Called Waka Putanga, the carving represents a small-scale front-end prow of a waka – a Māori canoe – and is carved from a 3,000 year-old kauri log. The carving is a nod to those who travelled overseas to attend MEETINGS.

“The two stylised figures represent tangata ora (the living) – the people who will be at MEETINGS and the people of BEIA,” said Hohepa Peni, a wood carving tutor who led the creation of the carving with students from the institute.  

Rotorua to leave long-term cultural mark on MEETINGS

“This form is also in putanga style, which means ‘to emerge’, to step out. We’ve also tried to keep this culturally accessible to all and we have contemporised the piece with hollowing out techniques which are more sculptural, to show off the rākau [timber] – it’s not over designed because it’s beautiful kauri.

“The pāua (abalone) shell inlays are an acknowledgement of travellers converging like rivers or seas.

“The kura (feathers) represent the dreams everyone brings for the future. At MEETINGS, attendees are looking for connections and outcomes to make their dreams become a reality. The feathers in an indigenous context connect us back with our tūpuna (ancestors),” he said.

The taonga will be displayed at MEETINGS each year going forward and kept at the BEIA offices in between.

■ **Exercise tasks**
**A.** According to the passage on the Waka Putanga carving, how old is the kauri log it was carved from?
**B.** Please list every Māori word from the passage on the Waka Putanga carving that comes with an English meaning, pairing each with that meaning.

■ **Information supplied**
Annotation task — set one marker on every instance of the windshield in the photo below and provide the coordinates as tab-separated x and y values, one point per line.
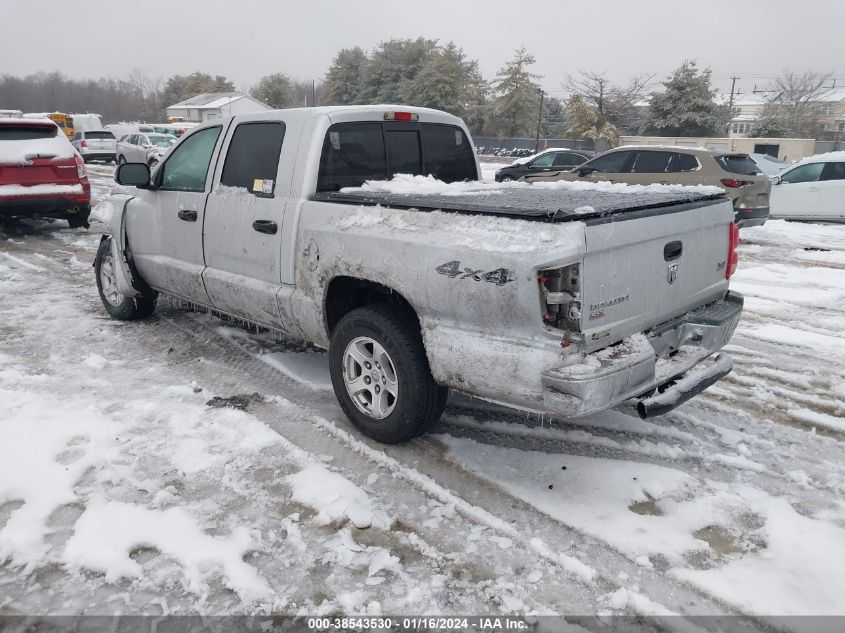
162	141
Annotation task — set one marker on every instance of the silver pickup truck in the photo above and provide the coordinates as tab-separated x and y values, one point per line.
561	299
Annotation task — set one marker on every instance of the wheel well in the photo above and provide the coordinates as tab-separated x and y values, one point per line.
345	294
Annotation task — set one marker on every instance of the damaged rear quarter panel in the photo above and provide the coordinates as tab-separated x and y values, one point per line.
471	280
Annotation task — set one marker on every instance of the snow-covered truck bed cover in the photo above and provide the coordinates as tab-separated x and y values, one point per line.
530	202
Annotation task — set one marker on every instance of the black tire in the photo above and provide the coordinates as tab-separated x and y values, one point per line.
420	401
122	308
78	220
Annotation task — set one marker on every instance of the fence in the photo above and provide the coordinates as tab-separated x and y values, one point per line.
529	143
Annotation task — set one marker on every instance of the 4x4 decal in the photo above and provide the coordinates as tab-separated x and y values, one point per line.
453	270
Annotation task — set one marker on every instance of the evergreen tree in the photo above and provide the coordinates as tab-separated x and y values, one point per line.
448	81
686	107
181	87
586	123
276	91
516	107
344	79
392	64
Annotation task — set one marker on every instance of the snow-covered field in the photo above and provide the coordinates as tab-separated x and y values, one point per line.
123	489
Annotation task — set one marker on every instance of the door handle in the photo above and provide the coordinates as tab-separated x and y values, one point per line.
673	250
265	226
189	215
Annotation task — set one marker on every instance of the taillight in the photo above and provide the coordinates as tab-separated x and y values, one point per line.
80	167
733	256
733	183
401	116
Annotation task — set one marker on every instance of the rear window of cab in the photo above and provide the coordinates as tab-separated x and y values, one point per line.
356	152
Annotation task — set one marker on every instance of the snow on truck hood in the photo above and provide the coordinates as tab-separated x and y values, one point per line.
23	151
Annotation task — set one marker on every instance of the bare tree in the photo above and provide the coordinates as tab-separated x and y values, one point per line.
794	105
614	103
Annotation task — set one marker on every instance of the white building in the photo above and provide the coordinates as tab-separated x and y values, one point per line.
214	105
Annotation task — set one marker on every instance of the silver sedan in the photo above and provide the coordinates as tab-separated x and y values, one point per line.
143	147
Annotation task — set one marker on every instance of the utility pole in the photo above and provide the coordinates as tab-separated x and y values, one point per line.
733	85
731	102
539	122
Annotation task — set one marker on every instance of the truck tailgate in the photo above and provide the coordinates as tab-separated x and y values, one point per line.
644	269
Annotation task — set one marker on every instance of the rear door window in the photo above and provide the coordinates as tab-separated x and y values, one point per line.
27	132
356	152
614	163
682	162
447	153
738	164
352	154
810	172
546	160
568	159
651	163
833	171
252	160
403	152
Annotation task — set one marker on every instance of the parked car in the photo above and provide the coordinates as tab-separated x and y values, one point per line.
550	160
145	148
813	190
737	174
95	145
536	301
769	165
41	174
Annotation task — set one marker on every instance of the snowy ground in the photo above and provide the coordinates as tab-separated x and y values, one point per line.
123	491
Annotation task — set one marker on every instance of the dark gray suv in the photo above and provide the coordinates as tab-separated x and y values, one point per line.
554	159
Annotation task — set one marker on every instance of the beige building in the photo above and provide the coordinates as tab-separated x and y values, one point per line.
747	108
789	149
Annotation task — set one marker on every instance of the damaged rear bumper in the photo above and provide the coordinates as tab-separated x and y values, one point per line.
672	358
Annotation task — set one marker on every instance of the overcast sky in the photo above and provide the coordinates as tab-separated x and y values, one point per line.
246	39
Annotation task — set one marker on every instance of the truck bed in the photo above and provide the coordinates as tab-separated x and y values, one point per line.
534	203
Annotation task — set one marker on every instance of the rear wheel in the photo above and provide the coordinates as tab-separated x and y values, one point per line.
381	376
118	305
78	220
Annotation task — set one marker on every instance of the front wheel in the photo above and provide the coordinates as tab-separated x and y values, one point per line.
118	305
380	374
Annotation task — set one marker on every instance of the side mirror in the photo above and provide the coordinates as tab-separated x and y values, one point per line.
133	175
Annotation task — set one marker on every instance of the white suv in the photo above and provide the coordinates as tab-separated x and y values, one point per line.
814	189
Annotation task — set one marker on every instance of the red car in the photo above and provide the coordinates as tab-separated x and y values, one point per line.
41	174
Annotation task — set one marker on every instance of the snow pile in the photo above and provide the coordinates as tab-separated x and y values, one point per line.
335	498
480	233
734	541
425	185
108	531
46	446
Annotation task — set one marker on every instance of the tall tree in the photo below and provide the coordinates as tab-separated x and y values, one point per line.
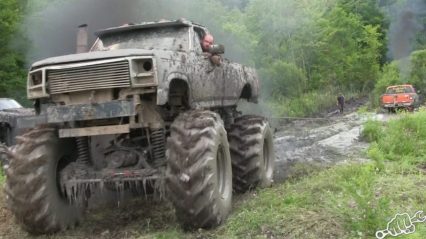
12	64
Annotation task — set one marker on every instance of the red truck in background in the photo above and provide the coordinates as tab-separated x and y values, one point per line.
400	97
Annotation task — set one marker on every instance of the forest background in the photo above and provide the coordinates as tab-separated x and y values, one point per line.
305	51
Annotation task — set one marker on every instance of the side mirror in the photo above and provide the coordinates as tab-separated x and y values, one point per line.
217	49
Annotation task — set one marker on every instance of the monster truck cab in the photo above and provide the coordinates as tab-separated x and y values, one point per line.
109	115
400	97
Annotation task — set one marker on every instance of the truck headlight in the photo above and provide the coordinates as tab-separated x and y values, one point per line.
142	72
36	84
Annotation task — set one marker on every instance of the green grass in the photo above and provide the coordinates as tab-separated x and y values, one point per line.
347	201
2	177
308	104
344	201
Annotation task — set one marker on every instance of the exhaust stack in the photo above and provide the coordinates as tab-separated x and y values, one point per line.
82	39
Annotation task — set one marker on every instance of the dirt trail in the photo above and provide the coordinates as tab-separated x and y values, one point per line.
321	141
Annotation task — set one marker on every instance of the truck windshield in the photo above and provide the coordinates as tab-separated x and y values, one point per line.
164	38
9	104
399	89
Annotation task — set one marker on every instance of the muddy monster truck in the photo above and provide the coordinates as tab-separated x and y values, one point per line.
10	111
145	110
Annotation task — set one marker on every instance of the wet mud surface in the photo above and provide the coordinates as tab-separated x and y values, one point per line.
319	141
326	141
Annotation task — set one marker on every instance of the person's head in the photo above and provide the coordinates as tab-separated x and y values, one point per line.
207	42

■ **Final results**
**A.** 3,000 years old.

**B.**
- waka: a Māori canoe
- tangata ora: the living
- putanga: to emerge, to step out
- rākau: timber
- pāua: abalone
- kura: feathers
- tūpuna: ancestors